▸ SOURCE EXTRACT
Since the presence of the dilaton near the horizon allows $Q^2 > M^2$,
one has black holes which (at large separations) repel each other!  To
the best of our knowledge, these are the first examples of
gravitationally bound objects which are repulsive.  Since $Q=M$ is not
the extremal limit, initially static black holes will Hawking radiate
and start to repel each other. We will argue that one consequence of
this repulsive force is that large extremal black holes are quantum
mechanically unstable to decay into multiple extremal black holes.

Another unusual property of black holes coupled to a massive dilaton
is the presence of wormholes.\foot{We will use the word ``wormhole''
to describe a region of space where the area of spheres decreases and
then increases again.

[Records from a point labeling set]
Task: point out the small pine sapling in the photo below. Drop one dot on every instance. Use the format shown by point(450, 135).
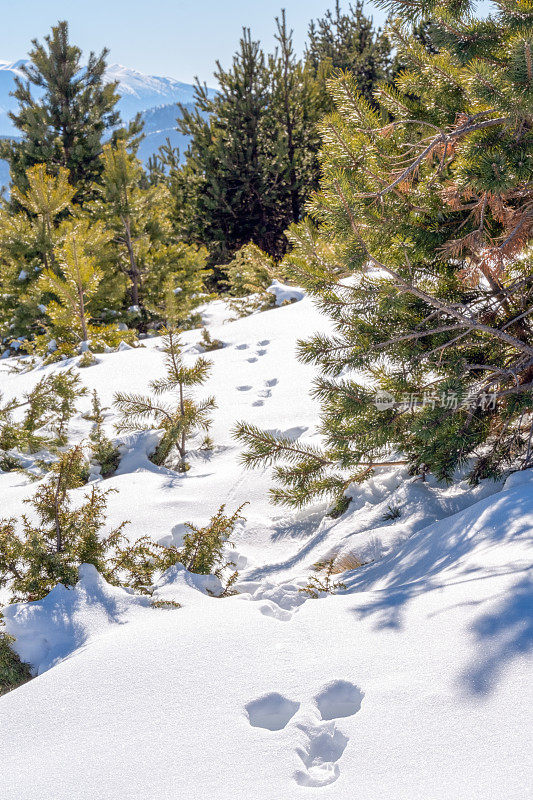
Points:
point(180, 421)
point(103, 451)
point(322, 582)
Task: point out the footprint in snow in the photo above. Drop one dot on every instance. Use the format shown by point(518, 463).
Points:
point(339, 699)
point(271, 711)
point(266, 392)
point(325, 743)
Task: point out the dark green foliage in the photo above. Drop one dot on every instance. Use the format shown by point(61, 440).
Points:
point(425, 205)
point(66, 125)
point(347, 40)
point(203, 548)
point(251, 161)
point(13, 671)
point(180, 421)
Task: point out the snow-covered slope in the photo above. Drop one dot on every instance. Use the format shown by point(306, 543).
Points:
point(412, 684)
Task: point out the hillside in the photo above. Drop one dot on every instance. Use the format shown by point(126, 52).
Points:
point(409, 684)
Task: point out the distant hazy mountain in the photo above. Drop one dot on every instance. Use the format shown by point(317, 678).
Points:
point(138, 92)
point(154, 96)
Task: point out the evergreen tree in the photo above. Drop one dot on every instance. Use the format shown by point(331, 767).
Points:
point(203, 548)
point(27, 241)
point(251, 160)
point(65, 125)
point(103, 451)
point(13, 671)
point(180, 422)
point(348, 41)
point(148, 253)
point(429, 216)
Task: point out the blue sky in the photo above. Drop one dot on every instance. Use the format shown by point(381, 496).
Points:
point(179, 38)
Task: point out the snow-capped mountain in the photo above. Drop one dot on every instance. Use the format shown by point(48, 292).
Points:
point(138, 91)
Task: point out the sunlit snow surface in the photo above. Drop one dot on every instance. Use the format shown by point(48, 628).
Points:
point(415, 684)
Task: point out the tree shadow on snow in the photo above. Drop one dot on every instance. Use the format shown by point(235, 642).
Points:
point(443, 555)
point(503, 634)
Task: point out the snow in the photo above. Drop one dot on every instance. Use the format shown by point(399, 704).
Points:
point(413, 683)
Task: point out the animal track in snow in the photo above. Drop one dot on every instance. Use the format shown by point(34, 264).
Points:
point(339, 699)
point(323, 743)
point(272, 610)
point(326, 743)
point(266, 392)
point(320, 755)
point(271, 711)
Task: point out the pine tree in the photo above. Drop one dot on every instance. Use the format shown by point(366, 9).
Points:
point(425, 206)
point(13, 671)
point(251, 160)
point(65, 126)
point(103, 451)
point(348, 41)
point(180, 422)
point(77, 284)
point(27, 241)
point(148, 252)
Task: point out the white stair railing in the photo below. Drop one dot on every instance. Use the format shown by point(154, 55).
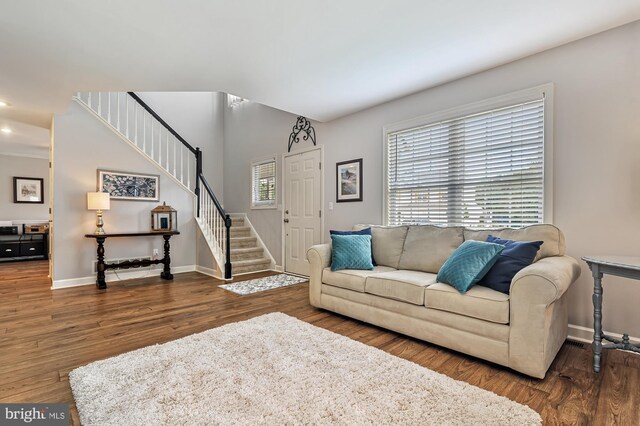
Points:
point(215, 225)
point(137, 124)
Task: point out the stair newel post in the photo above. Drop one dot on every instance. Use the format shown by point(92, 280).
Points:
point(227, 265)
point(198, 173)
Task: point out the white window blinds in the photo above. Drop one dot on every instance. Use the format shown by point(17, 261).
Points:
point(480, 170)
point(263, 183)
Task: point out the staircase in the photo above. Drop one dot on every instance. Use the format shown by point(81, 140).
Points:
point(246, 254)
point(142, 128)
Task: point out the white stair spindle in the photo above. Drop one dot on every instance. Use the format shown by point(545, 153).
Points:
point(189, 172)
point(135, 121)
point(175, 157)
point(118, 111)
point(126, 111)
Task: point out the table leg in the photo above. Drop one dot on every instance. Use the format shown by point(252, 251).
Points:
point(100, 282)
point(166, 272)
point(597, 318)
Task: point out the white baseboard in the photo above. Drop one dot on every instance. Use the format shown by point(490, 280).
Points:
point(110, 276)
point(585, 334)
point(208, 271)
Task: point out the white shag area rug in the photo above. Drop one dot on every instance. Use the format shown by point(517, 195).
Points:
point(275, 369)
point(261, 284)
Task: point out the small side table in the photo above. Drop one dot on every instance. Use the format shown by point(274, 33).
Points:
point(102, 266)
point(622, 266)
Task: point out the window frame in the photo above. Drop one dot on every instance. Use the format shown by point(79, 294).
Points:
point(264, 205)
point(521, 96)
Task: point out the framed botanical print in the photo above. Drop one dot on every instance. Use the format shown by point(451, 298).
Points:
point(28, 190)
point(349, 181)
point(129, 186)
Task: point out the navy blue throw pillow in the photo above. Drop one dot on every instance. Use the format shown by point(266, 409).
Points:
point(515, 256)
point(365, 231)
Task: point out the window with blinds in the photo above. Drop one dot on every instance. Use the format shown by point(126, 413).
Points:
point(480, 170)
point(263, 184)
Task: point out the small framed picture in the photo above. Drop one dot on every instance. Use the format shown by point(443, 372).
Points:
point(129, 186)
point(349, 181)
point(28, 190)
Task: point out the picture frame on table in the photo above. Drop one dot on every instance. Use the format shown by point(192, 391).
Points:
point(28, 190)
point(129, 186)
point(349, 181)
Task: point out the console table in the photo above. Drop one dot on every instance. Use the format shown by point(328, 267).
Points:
point(622, 266)
point(102, 266)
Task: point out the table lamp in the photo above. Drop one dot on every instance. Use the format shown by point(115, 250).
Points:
point(98, 201)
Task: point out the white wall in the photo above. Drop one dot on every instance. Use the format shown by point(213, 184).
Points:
point(81, 146)
point(596, 154)
point(12, 166)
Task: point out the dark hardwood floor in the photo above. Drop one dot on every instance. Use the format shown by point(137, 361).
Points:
point(45, 334)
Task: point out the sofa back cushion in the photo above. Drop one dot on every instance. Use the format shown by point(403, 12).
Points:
point(427, 247)
point(552, 237)
point(386, 243)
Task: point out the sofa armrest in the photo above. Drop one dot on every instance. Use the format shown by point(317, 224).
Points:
point(546, 280)
point(538, 322)
point(319, 257)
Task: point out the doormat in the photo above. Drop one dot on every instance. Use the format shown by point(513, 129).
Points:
point(262, 284)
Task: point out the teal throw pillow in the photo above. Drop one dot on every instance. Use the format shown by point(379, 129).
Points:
point(351, 252)
point(468, 264)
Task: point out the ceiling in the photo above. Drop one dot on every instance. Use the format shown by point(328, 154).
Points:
point(321, 59)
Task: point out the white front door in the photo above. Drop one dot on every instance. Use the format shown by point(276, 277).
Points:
point(302, 208)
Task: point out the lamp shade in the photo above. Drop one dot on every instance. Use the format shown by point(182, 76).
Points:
point(98, 201)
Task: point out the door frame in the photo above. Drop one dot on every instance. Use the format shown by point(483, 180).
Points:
point(284, 195)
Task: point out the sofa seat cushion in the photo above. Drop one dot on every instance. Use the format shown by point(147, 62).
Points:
point(406, 286)
point(427, 247)
point(351, 279)
point(479, 302)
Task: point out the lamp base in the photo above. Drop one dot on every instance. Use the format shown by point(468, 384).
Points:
point(99, 224)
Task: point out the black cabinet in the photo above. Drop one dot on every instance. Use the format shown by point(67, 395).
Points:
point(23, 247)
point(9, 249)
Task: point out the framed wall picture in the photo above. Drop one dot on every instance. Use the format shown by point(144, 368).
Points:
point(28, 190)
point(349, 181)
point(129, 186)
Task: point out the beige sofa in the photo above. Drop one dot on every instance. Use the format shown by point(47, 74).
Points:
point(522, 330)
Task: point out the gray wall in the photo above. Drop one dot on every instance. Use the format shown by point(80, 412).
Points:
point(596, 154)
point(11, 166)
point(81, 146)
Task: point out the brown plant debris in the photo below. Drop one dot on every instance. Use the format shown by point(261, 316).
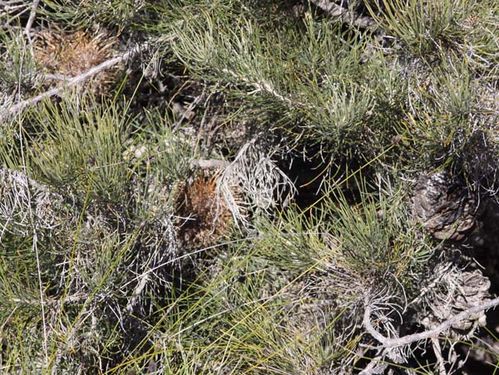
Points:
point(204, 217)
point(64, 55)
point(445, 209)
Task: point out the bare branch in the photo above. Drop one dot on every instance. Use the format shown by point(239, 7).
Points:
point(31, 19)
point(19, 107)
point(387, 342)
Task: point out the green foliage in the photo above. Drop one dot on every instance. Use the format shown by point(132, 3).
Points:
point(95, 275)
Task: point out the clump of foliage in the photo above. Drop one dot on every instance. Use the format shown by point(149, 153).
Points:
point(288, 186)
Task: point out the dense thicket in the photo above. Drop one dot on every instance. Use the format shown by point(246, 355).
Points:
point(244, 186)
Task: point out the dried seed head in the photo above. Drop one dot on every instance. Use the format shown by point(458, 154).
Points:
point(65, 55)
point(204, 217)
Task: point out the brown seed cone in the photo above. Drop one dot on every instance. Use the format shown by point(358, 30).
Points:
point(63, 55)
point(445, 209)
point(203, 216)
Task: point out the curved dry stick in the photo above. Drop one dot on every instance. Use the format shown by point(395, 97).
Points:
point(387, 342)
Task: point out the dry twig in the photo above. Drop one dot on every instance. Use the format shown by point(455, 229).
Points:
point(19, 107)
point(387, 342)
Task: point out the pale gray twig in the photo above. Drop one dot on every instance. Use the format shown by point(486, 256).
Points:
point(387, 342)
point(19, 107)
point(31, 19)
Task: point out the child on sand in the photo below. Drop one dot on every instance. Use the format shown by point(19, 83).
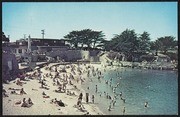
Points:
point(22, 91)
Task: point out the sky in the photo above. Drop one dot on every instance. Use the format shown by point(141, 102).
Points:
point(159, 19)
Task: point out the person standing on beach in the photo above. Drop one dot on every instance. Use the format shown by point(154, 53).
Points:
point(92, 98)
point(124, 110)
point(80, 96)
point(96, 88)
point(146, 104)
point(87, 97)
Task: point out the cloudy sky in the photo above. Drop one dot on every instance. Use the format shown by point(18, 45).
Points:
point(59, 18)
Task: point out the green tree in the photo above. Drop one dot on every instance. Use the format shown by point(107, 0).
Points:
point(144, 42)
point(74, 38)
point(166, 43)
point(4, 38)
point(85, 37)
point(126, 42)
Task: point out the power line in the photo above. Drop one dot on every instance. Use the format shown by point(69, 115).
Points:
point(43, 33)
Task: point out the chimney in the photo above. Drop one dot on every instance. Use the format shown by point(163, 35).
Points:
point(29, 44)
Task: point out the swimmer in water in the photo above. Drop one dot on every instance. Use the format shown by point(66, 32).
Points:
point(109, 108)
point(146, 104)
point(124, 110)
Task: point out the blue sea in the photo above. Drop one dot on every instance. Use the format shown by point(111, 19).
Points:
point(158, 88)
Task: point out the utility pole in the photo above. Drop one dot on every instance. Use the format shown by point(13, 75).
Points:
point(42, 33)
point(9, 37)
point(29, 44)
point(24, 36)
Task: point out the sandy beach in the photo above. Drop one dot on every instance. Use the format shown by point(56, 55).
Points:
point(43, 104)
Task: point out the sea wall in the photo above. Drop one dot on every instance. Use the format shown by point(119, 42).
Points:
point(10, 66)
point(74, 55)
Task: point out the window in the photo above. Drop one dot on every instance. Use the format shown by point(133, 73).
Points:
point(20, 51)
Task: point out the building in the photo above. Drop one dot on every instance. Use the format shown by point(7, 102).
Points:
point(37, 46)
point(10, 67)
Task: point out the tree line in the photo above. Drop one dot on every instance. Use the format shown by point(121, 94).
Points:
point(127, 42)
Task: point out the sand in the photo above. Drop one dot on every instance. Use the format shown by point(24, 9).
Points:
point(42, 106)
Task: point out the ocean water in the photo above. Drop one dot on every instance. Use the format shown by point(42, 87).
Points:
point(158, 88)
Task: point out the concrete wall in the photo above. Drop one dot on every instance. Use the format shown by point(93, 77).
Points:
point(74, 55)
point(6, 72)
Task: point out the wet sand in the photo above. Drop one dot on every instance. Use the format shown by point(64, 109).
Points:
point(42, 106)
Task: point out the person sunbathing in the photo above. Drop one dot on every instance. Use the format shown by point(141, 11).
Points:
point(30, 101)
point(24, 104)
point(18, 102)
point(22, 91)
point(14, 92)
point(60, 103)
point(18, 82)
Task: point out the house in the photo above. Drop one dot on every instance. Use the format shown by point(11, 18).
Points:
point(10, 67)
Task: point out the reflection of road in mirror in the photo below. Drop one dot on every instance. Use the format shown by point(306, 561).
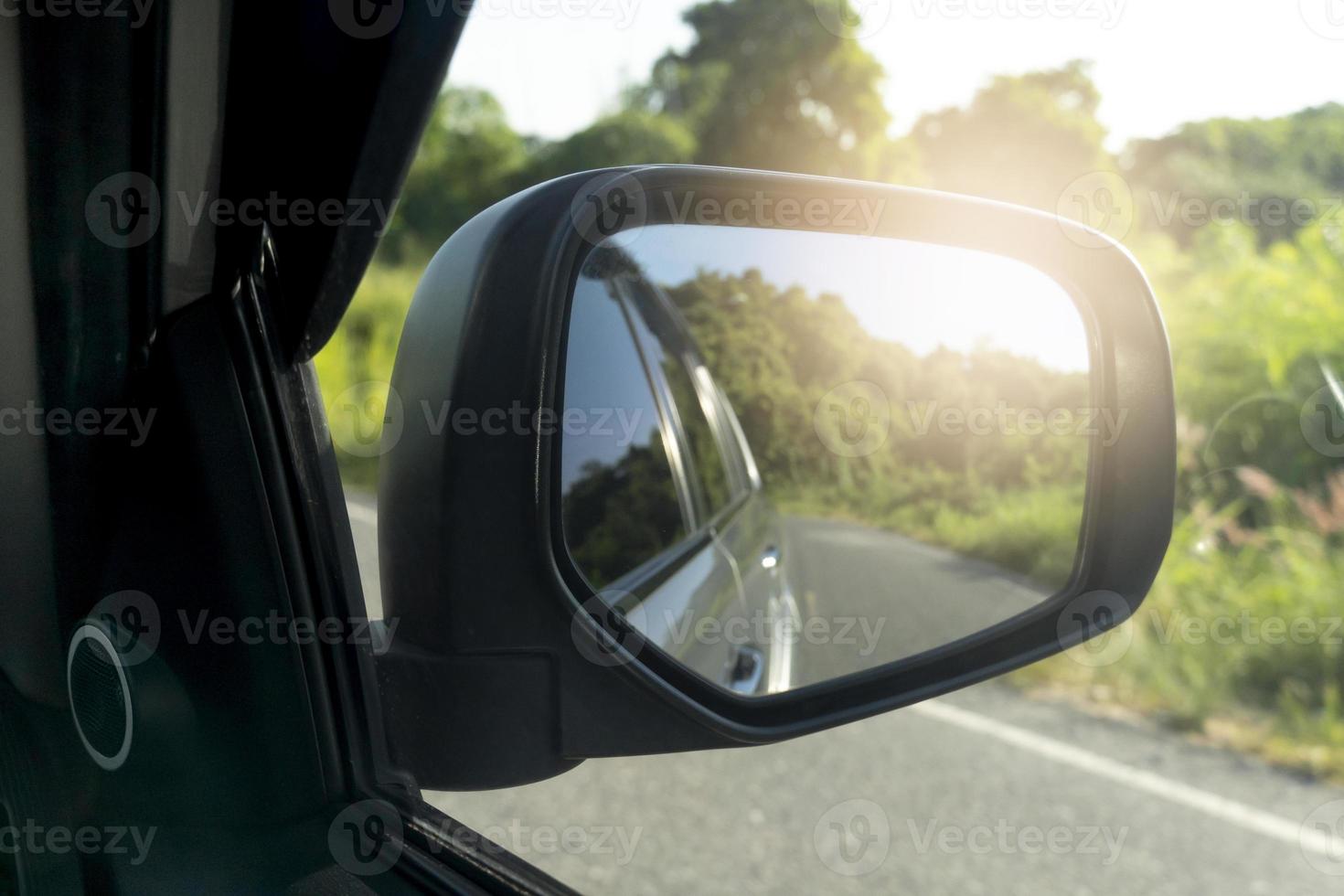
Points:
point(926, 595)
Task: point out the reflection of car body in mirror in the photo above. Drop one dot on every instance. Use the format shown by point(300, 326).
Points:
point(663, 507)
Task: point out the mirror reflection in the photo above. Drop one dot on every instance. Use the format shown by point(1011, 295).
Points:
point(792, 455)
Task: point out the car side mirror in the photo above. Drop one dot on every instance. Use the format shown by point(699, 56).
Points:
point(699, 457)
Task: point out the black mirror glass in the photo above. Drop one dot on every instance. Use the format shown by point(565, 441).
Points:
point(789, 455)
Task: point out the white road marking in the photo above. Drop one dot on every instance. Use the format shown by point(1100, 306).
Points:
point(1227, 810)
point(1212, 805)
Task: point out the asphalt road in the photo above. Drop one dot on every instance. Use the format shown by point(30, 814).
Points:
point(984, 792)
point(880, 597)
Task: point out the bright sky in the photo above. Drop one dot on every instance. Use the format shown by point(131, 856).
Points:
point(918, 294)
point(557, 65)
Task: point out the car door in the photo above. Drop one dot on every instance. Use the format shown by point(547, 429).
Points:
point(729, 495)
point(632, 500)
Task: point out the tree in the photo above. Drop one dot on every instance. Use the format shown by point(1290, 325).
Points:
point(631, 137)
point(466, 162)
point(1023, 139)
point(765, 86)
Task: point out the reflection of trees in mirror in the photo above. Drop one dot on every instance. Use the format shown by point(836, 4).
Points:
point(617, 516)
point(1003, 496)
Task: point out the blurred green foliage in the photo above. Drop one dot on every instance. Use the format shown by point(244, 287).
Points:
point(1254, 309)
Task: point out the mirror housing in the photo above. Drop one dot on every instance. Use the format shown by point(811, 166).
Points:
point(507, 669)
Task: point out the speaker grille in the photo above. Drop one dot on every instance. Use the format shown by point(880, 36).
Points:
point(99, 698)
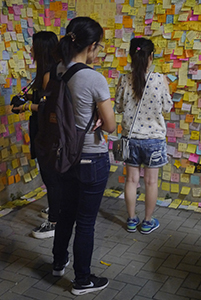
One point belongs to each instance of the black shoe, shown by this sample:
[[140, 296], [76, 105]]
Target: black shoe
[[59, 268], [94, 284]]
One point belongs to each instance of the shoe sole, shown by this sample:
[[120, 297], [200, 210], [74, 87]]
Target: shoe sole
[[43, 235], [133, 230], [77, 292], [61, 272], [44, 215], [151, 230]]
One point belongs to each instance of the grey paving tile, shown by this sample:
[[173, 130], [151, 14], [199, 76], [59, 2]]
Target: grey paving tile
[[189, 293], [133, 268], [150, 288], [172, 285], [170, 272], [192, 281], [172, 261], [128, 292], [6, 286], [191, 258], [152, 276], [167, 296]]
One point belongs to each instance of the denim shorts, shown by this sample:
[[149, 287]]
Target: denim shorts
[[152, 153]]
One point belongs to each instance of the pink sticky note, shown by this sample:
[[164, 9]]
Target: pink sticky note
[[172, 139], [175, 177], [47, 22], [30, 22], [10, 26], [57, 22], [170, 132], [47, 12], [4, 19], [171, 125], [193, 157], [5, 134], [64, 6], [177, 64], [3, 167], [110, 146], [178, 132]]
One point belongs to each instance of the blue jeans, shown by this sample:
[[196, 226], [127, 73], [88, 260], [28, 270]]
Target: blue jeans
[[83, 188], [151, 153], [54, 195]]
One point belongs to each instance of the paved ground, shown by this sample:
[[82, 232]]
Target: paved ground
[[165, 265]]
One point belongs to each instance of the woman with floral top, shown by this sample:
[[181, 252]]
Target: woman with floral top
[[147, 144]]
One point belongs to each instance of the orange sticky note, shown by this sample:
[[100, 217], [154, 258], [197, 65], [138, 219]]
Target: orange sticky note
[[127, 21], [178, 104], [26, 138], [17, 178], [171, 11], [10, 180], [123, 61], [119, 129], [189, 118], [18, 28], [162, 18], [121, 179]]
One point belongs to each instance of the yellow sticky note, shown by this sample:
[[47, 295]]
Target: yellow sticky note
[[177, 164], [113, 168], [174, 188], [175, 203], [165, 186], [195, 135], [185, 190], [190, 169], [191, 148]]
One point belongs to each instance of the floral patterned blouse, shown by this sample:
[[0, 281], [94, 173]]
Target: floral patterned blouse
[[150, 122]]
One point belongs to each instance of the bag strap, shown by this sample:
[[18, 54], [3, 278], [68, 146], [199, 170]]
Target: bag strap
[[66, 77], [138, 107], [72, 70]]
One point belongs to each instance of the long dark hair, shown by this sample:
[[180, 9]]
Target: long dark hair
[[80, 33], [44, 45], [140, 50]]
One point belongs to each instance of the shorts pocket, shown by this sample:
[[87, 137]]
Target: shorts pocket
[[87, 172]]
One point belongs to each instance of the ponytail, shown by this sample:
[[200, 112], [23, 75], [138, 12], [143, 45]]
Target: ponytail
[[140, 51], [80, 33]]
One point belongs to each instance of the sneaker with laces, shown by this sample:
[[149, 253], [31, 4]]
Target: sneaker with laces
[[132, 224], [59, 268], [45, 213], [94, 284], [149, 226], [45, 230]]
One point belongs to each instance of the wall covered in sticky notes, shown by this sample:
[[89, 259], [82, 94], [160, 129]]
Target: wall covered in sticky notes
[[175, 28]]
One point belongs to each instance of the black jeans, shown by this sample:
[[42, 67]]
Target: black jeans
[[83, 188]]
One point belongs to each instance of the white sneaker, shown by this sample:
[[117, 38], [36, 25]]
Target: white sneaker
[[45, 213], [45, 230]]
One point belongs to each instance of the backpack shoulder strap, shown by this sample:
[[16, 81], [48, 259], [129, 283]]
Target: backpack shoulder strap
[[74, 69]]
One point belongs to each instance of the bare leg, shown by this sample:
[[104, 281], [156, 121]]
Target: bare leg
[[132, 179], [151, 191]]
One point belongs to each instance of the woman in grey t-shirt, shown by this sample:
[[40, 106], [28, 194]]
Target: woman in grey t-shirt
[[84, 184]]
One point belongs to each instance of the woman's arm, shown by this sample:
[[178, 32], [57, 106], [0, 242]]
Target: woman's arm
[[106, 114]]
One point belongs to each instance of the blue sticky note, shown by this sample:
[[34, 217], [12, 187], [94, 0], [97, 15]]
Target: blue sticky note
[[176, 97], [62, 31], [198, 152], [6, 55], [172, 77], [195, 179], [23, 23], [169, 19]]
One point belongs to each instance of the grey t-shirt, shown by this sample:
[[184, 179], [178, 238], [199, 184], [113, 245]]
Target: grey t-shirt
[[87, 88]]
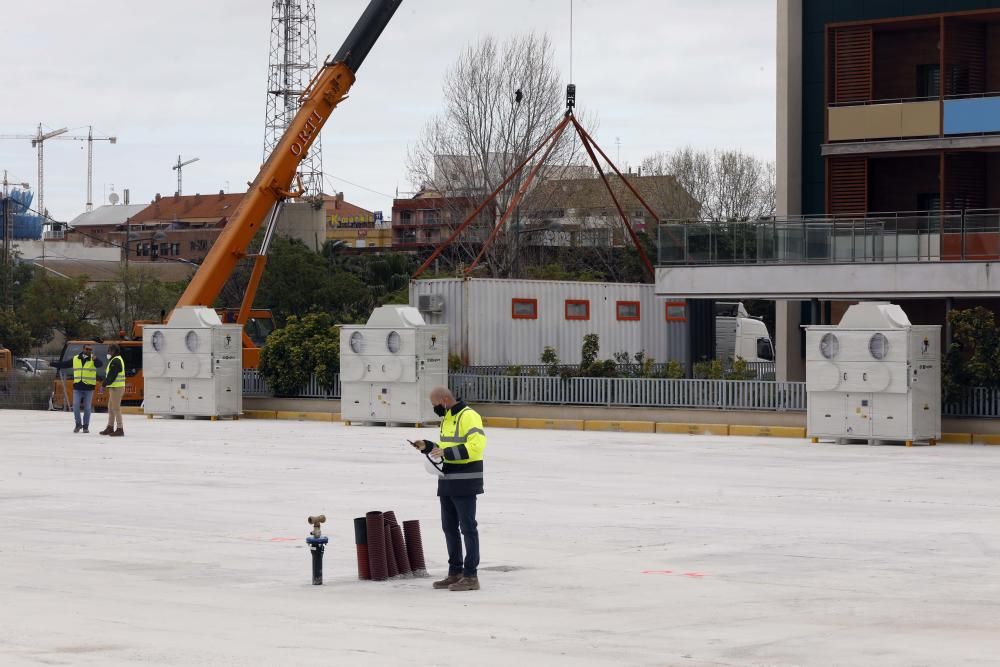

▸ REQUIRED TASKS
- a) Transcribe the passage on dilaton black holes from "Since the presence" up to and including "extremal black holes.".
- b) Which words in the passage on dilaton black holes end in "-ly"?
- c) Can you write the next part of the passage on dilaton black holes, picking up after its final sentence?

▸ EXPECTED RESPONSES
- a)
Since the presence of the dilaton near the horizon allows $Q^2 > M^2$,
one has black holes which (at large separations) repel each other!  To
the best of our knowledge, these are the first examples of
gravitationally bound objects which are repulsive.  Since $Q=M$ is not
the extremal limit, initially static black holes will Hawking radiate
and start to repel each other. We will argue that one consequence of
this repulsive force is that large extremal black holes are quantum
mechanically unstable to decay into multiple extremal black holes.

- b) gravitationally, initially, mechanically

- c)
These are three dimensional -- not four dimensional
-- objects. See~\adm\ for another example of this type of wormhole.}
It is well known that the maximally extended Schwarzschild solution
contains a wormhole in the sense that a spacelike surface connecting
the two asymptotically flat regions reaches a minimum size inside (or
on) the event horizon. This wormhole, however, cannot be transversed
by physical observers since it quickly collapses to zero size.  We
will see that the string metrics describing certain black holes with a
massive dilaton have wormholes {\it outside} the event horizon. These
wormholes are static and can be transversed by strings falling into
the black holes.

The exact form of the dilaton potential in string theory is not known.
We will consider the simplest choice $m^2 \phi^2$ and later briefly
discuss what effect more realistic choices would have. Of course, for
a general potential, when $\phi$ is small and near its minimum, $m^2
\phi^2$ is a good approximation.  Adding this term to the standard low
energy string action yields
\eqn\lowenergy{  S=\int d^4x \left[{\cal R} - 2(\d\phi)^2  -2m^2\phi^2
                 - e^{-2\phi} F^2 \right],}
where $\cal R$ is the scalar curvature and $F_{\mu\nu}$ is the Maxwell
field strength.  As indicated in \lowenergy, we will work with the
metric having the standard Einstein action. This is related to the
metric that the strings couple directly to via the conformal rescaling
$\hat g_{\mu\nu} = e^{2 \phi} g_{\mu\nu}$.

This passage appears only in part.